(Exercise data)
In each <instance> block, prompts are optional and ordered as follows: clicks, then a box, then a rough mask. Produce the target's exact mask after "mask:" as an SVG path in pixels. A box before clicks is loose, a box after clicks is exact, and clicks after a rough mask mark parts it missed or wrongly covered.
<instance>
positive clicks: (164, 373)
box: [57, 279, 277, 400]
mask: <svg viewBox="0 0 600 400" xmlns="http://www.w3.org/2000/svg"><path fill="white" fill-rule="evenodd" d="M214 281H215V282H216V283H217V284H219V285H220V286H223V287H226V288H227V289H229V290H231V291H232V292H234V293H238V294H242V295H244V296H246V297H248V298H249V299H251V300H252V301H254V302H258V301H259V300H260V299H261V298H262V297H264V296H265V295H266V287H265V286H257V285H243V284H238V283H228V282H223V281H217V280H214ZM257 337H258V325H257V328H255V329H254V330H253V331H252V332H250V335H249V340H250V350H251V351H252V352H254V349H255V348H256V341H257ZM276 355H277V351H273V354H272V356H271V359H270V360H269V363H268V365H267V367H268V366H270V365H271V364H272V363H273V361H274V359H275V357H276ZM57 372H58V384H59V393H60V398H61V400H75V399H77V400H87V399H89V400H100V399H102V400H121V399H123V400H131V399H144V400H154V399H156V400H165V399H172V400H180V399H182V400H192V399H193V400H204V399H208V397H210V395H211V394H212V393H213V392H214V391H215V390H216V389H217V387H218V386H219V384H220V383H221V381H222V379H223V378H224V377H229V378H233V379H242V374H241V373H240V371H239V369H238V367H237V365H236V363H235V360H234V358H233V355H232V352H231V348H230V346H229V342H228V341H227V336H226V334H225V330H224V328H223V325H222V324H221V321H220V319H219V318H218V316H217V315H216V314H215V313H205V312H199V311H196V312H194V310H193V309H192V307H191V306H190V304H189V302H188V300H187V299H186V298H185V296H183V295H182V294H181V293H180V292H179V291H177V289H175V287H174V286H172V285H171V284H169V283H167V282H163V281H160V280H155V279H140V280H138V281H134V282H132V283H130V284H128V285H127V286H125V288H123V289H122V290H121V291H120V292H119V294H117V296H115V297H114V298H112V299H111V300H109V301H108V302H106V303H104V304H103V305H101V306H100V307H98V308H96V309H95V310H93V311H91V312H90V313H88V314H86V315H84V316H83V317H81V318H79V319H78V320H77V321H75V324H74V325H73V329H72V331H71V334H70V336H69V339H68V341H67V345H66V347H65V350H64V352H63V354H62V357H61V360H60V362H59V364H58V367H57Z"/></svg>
(End Exercise data)
Task prompt: Every entry should be output again exactly as written.

Exercise answer:
In each <instance> block, prompts are optional and ordered as follows: clicks, then a box, then a rough mask. Produce the target's exact mask after "mask:" as an SVG path in pixels. A box before clicks is loose, a box after clicks is exact, and clicks after a rough mask mark parts it missed or wrongly covered.
<instance>
positive clicks: (164, 373)
box: [57, 279, 277, 400]
mask: <svg viewBox="0 0 600 400" xmlns="http://www.w3.org/2000/svg"><path fill="white" fill-rule="evenodd" d="M214 281H215V282H216V283H217V284H219V285H220V286H223V287H226V288H227V289H229V290H231V291H232V292H234V293H238V294H242V295H244V296H246V297H248V298H249V299H251V300H252V301H254V302H258V301H259V300H260V299H261V298H262V297H264V296H265V295H266V287H265V286H257V285H243V284H238V283H228V282H223V281H217V280H214ZM257 337H258V325H257V328H255V329H254V330H253V331H252V332H250V335H249V340H250V350H251V351H252V352H254V349H255V348H256V341H257ZM276 355H277V351H273V354H272V356H271V359H270V360H269V363H268V365H267V367H268V366H270V365H271V364H272V363H273V361H274V359H275V357H276ZM57 372H58V384H59V393H60V398H61V400H75V399H77V400H87V399H89V400H100V399H102V400H121V399H123V400H131V399H144V400H154V399H156V400H165V399H172V400H180V399H182V400H192V399H193V400H204V399H208V397H210V395H211V394H212V393H213V392H214V391H215V390H216V389H217V387H218V386H219V384H220V383H221V381H222V379H223V378H224V377H229V378H233V379H242V374H241V373H240V371H239V369H238V367H237V365H236V363H235V360H234V358H233V355H232V352H231V348H230V346H229V342H228V341H227V336H226V334H225V330H224V328H223V325H222V324H221V321H220V319H219V318H218V316H217V315H216V314H215V313H205V312H199V311H196V312H194V310H193V309H192V307H191V306H190V304H189V302H188V300H187V299H186V298H185V296H183V295H182V294H181V293H180V292H179V291H177V289H175V287H174V286H172V285H171V284H169V283H167V282H163V281H160V280H155V279H140V280H138V281H134V282H132V283H130V284H128V285H127V286H125V288H123V289H122V290H121V291H120V292H119V294H117V296H115V297H114V298H112V299H111V300H109V301H108V302H106V303H104V304H103V305H101V306H100V307H98V308H96V309H95V310H93V311H91V312H90V313H88V314H86V315H84V316H83V317H81V318H79V319H78V320H77V321H75V324H74V325H73V329H72V331H71V334H70V336H69V339H68V341H67V345H66V347H65V350H64V352H63V354H62V357H61V360H60V362H59V364H58V367H57Z"/></svg>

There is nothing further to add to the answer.